### AIM OF THE TASK
Copy the entries below word for word, starting at the line containing "Can you see the white baseboard" and running through the end of the entries, with both ends included. Leave the pictures out.

---+---

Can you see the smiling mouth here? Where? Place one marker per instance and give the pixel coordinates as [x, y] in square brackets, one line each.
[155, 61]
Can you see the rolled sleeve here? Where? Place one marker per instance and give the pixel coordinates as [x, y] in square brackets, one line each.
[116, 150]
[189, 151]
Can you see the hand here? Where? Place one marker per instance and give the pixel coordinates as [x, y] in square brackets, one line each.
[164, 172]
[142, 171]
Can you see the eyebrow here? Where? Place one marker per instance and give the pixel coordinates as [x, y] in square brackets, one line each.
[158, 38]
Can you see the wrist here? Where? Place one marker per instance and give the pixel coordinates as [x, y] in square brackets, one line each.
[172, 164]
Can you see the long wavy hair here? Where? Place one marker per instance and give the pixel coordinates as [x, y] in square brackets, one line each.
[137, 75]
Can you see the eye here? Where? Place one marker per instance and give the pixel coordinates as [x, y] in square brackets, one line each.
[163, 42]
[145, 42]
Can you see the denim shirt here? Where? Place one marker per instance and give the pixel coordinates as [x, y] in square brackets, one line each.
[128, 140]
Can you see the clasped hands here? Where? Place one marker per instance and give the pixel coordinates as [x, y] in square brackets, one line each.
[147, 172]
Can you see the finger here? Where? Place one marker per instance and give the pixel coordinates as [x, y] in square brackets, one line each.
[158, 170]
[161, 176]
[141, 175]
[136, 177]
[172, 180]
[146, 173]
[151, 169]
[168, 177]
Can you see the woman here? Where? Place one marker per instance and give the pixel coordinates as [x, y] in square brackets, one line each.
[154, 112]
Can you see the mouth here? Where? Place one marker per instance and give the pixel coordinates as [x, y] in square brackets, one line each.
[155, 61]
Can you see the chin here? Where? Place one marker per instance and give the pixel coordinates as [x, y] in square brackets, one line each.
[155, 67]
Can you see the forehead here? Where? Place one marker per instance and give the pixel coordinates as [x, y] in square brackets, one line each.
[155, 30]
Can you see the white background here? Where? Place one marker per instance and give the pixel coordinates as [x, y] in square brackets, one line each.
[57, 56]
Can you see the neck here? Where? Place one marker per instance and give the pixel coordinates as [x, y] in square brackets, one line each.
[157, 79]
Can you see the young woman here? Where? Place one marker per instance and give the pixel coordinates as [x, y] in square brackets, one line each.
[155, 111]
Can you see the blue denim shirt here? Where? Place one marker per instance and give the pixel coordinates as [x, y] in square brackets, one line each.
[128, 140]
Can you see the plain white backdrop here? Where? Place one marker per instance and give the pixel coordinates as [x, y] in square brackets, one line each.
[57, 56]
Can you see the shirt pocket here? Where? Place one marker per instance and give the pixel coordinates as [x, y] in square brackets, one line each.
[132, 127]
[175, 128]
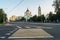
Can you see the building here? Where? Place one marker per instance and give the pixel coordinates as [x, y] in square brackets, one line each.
[39, 11]
[27, 14]
[13, 18]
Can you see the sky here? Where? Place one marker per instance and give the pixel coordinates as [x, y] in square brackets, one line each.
[32, 5]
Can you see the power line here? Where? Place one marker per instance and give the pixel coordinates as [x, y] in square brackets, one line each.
[16, 6]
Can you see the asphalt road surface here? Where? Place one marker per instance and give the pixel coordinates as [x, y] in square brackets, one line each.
[8, 29]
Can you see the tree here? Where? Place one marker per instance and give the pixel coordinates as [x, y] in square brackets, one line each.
[50, 18]
[3, 16]
[39, 18]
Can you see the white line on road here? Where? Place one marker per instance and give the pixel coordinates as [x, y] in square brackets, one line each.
[19, 27]
[27, 27]
[34, 37]
[2, 37]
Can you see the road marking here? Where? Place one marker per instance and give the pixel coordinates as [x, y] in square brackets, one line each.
[28, 27]
[2, 37]
[34, 37]
[19, 27]
[7, 33]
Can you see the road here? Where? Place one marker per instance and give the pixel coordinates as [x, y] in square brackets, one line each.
[8, 29]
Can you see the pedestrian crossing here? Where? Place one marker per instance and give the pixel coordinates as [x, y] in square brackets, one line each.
[34, 27]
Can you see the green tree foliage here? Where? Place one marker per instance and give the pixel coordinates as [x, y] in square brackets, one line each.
[42, 18]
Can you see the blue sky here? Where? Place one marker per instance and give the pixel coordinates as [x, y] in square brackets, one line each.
[32, 5]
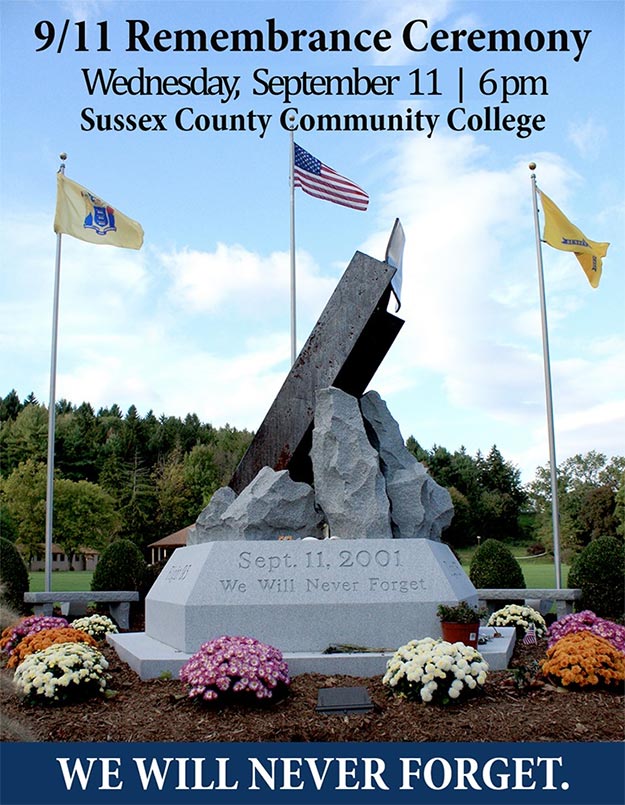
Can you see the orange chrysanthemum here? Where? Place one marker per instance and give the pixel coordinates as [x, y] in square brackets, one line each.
[45, 638]
[584, 659]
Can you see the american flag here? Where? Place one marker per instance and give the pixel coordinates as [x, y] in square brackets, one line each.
[530, 636]
[320, 181]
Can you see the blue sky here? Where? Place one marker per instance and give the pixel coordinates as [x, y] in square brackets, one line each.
[198, 320]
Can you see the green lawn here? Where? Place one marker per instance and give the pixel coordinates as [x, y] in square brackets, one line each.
[62, 580]
[539, 572]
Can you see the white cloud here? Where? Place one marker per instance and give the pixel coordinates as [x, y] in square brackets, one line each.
[588, 137]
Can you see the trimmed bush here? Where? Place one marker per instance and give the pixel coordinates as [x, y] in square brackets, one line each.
[493, 565]
[121, 567]
[599, 571]
[13, 576]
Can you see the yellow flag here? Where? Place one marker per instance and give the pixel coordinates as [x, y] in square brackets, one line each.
[83, 215]
[562, 234]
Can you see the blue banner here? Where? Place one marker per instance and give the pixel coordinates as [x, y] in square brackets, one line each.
[264, 773]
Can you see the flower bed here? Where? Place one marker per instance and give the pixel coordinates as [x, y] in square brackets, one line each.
[587, 621]
[435, 671]
[584, 660]
[60, 673]
[46, 637]
[98, 626]
[235, 665]
[519, 616]
[12, 635]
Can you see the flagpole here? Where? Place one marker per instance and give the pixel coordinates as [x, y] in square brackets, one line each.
[555, 513]
[52, 408]
[292, 240]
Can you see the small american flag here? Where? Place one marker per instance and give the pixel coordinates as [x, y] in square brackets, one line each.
[530, 636]
[320, 181]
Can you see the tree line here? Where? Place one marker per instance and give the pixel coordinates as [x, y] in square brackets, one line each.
[144, 477]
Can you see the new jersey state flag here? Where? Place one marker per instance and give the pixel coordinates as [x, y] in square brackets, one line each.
[560, 233]
[83, 215]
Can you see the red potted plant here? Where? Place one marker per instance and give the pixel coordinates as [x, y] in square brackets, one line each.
[460, 622]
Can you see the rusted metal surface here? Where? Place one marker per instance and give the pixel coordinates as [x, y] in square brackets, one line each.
[344, 349]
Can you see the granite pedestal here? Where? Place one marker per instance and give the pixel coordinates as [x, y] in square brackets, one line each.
[301, 596]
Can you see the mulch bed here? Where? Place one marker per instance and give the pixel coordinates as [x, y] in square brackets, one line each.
[157, 710]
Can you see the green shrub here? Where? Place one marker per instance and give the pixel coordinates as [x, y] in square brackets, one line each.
[493, 565]
[599, 571]
[121, 567]
[13, 576]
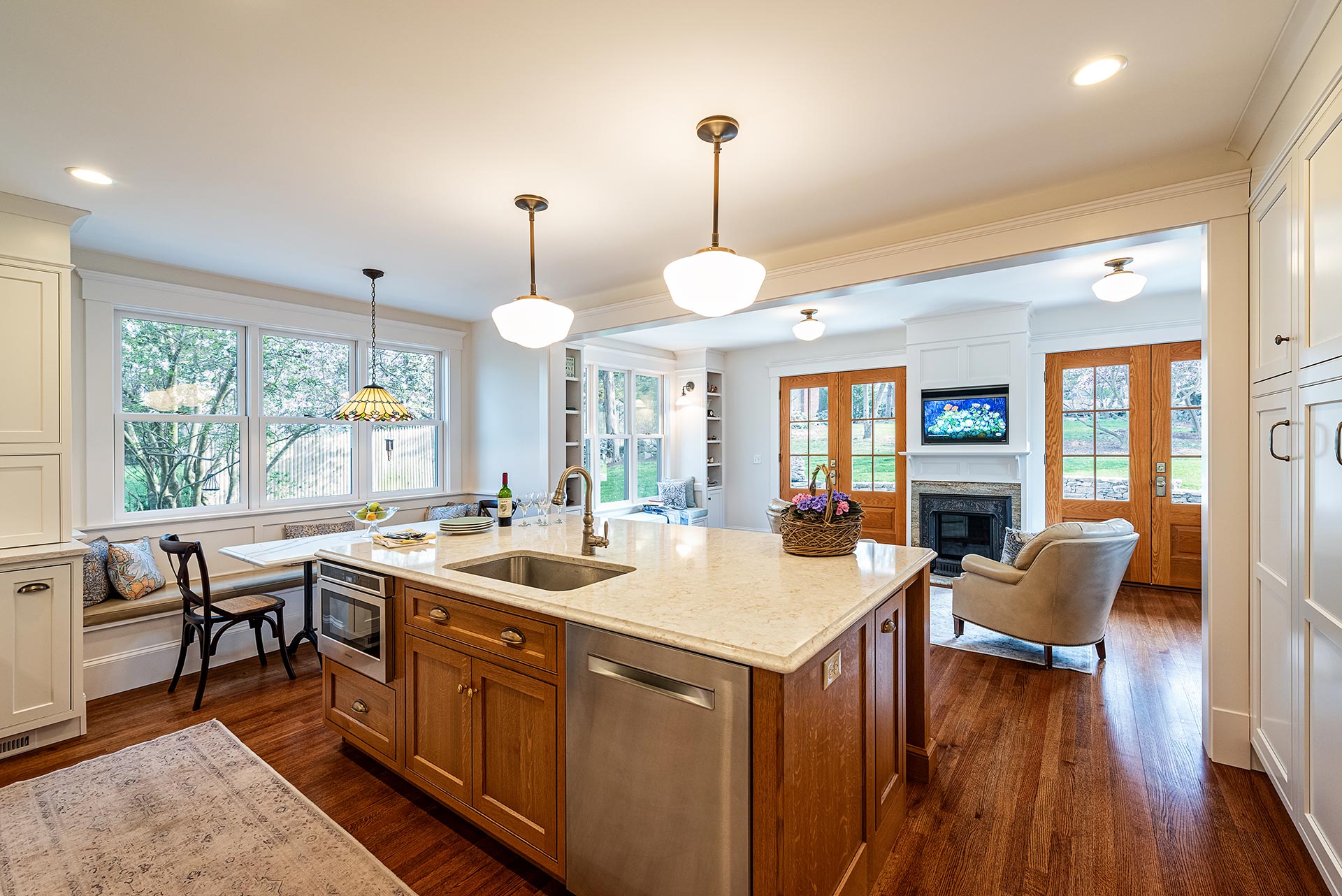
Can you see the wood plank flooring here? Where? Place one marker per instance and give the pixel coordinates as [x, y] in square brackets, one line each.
[1050, 781]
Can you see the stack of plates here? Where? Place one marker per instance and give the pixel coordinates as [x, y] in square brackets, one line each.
[466, 525]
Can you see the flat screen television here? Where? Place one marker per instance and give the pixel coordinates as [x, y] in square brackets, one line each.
[965, 416]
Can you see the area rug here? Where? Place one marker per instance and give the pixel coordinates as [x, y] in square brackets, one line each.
[192, 813]
[980, 640]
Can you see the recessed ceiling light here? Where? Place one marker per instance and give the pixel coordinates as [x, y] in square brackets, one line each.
[1092, 73]
[90, 176]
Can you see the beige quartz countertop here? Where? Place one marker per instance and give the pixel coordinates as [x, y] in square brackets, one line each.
[726, 593]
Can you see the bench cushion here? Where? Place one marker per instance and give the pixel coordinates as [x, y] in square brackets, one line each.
[117, 609]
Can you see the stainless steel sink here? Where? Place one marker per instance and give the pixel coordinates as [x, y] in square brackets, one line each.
[548, 572]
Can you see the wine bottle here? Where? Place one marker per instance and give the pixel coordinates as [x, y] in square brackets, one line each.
[505, 503]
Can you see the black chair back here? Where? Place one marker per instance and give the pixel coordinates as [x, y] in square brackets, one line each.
[179, 558]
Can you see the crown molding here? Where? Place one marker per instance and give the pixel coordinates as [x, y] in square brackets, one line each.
[1294, 43]
[1006, 226]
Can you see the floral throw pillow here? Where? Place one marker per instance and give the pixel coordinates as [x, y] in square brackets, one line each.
[96, 572]
[671, 491]
[132, 569]
[1015, 540]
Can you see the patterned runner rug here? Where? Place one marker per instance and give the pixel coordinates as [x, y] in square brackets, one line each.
[980, 640]
[192, 813]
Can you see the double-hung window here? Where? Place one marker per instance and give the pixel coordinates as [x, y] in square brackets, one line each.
[627, 433]
[215, 416]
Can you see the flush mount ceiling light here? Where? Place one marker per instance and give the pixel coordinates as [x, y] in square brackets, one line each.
[533, 321]
[714, 281]
[373, 403]
[1120, 283]
[808, 328]
[90, 176]
[1104, 68]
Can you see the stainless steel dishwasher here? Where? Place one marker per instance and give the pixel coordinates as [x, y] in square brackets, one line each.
[658, 779]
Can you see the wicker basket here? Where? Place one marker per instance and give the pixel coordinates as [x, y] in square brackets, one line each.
[827, 538]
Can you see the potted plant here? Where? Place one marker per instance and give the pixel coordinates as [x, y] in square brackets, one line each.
[824, 525]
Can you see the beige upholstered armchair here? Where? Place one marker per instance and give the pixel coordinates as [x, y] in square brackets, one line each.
[1059, 591]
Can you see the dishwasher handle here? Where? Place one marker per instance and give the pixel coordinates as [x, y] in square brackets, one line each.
[654, 681]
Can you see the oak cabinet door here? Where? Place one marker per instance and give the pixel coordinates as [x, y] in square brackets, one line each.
[438, 716]
[514, 776]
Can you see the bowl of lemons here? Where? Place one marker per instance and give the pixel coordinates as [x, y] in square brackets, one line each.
[372, 514]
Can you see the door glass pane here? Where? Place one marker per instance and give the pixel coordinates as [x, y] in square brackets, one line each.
[180, 464]
[1187, 431]
[860, 475]
[309, 461]
[1079, 389]
[1079, 478]
[1111, 386]
[1111, 479]
[1111, 432]
[1187, 481]
[885, 474]
[1078, 433]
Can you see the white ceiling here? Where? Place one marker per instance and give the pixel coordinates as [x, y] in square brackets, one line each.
[297, 141]
[1172, 263]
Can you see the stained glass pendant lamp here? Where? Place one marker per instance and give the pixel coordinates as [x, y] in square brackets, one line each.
[714, 281]
[533, 321]
[373, 403]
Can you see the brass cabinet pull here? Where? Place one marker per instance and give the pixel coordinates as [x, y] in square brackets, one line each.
[1271, 432]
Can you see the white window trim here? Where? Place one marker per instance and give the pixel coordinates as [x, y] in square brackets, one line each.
[592, 438]
[108, 297]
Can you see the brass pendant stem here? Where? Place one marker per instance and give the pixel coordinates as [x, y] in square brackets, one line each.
[717, 156]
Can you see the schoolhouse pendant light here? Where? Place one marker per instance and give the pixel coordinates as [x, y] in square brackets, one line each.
[714, 281]
[1120, 283]
[808, 328]
[533, 321]
[373, 403]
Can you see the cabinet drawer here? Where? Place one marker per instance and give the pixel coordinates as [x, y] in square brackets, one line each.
[500, 632]
[360, 706]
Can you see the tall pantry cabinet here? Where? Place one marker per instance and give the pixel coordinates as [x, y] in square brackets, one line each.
[41, 568]
[1295, 626]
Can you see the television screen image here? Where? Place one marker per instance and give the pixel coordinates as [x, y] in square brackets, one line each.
[965, 417]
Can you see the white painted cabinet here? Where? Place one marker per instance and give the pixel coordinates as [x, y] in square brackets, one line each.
[1271, 624]
[36, 608]
[1321, 291]
[1271, 291]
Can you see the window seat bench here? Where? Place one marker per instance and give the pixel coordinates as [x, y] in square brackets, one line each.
[167, 598]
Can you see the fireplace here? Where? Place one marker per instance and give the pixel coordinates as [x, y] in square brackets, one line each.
[960, 525]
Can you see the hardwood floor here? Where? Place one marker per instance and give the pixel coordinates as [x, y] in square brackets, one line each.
[1050, 781]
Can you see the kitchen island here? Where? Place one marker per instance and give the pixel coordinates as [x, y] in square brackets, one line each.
[832, 653]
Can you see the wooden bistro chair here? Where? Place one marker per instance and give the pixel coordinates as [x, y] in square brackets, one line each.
[208, 620]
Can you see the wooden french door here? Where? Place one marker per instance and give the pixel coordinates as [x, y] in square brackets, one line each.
[1124, 439]
[854, 421]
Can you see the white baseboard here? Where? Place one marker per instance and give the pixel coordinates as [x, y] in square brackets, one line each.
[138, 652]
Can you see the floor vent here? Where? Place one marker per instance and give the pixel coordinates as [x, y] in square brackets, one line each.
[14, 744]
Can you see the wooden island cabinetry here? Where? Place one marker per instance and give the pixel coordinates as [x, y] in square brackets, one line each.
[474, 715]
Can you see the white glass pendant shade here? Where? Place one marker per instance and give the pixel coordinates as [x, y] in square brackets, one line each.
[533, 321]
[714, 282]
[1118, 284]
[808, 328]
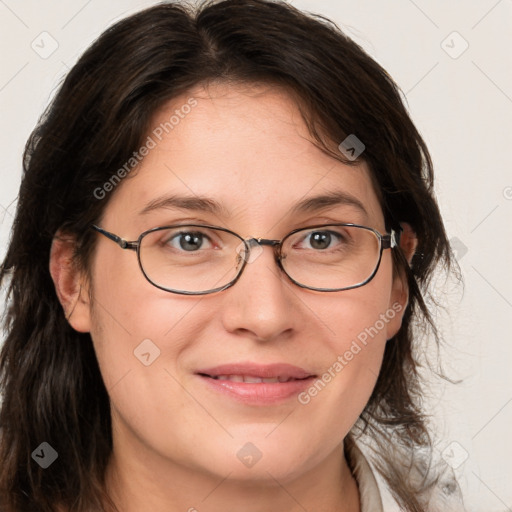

---+---

### ANSWER FOR THE TASK
Can you see the white baseboard here? Where? Place one marker per instance and give the pixel coordinates as [x, y] in square brackets, one line each.
[138, 652]
Can you see the floor vent here? Where? Place one marker per instance and give the pixel coordinates as [x, y] in square brackets, one line each.
[14, 744]
Can you see the wooden island cabinetry here? Where? Place one marker per instance and give the pixel coordinates as [x, y] in square brackets, one line each.
[474, 715]
Can you see the white glass pendant shade here? Where? Place one marker per instance and give the pixel coordinates as [x, y] in square brackets, one line each.
[533, 321]
[714, 282]
[1118, 284]
[808, 328]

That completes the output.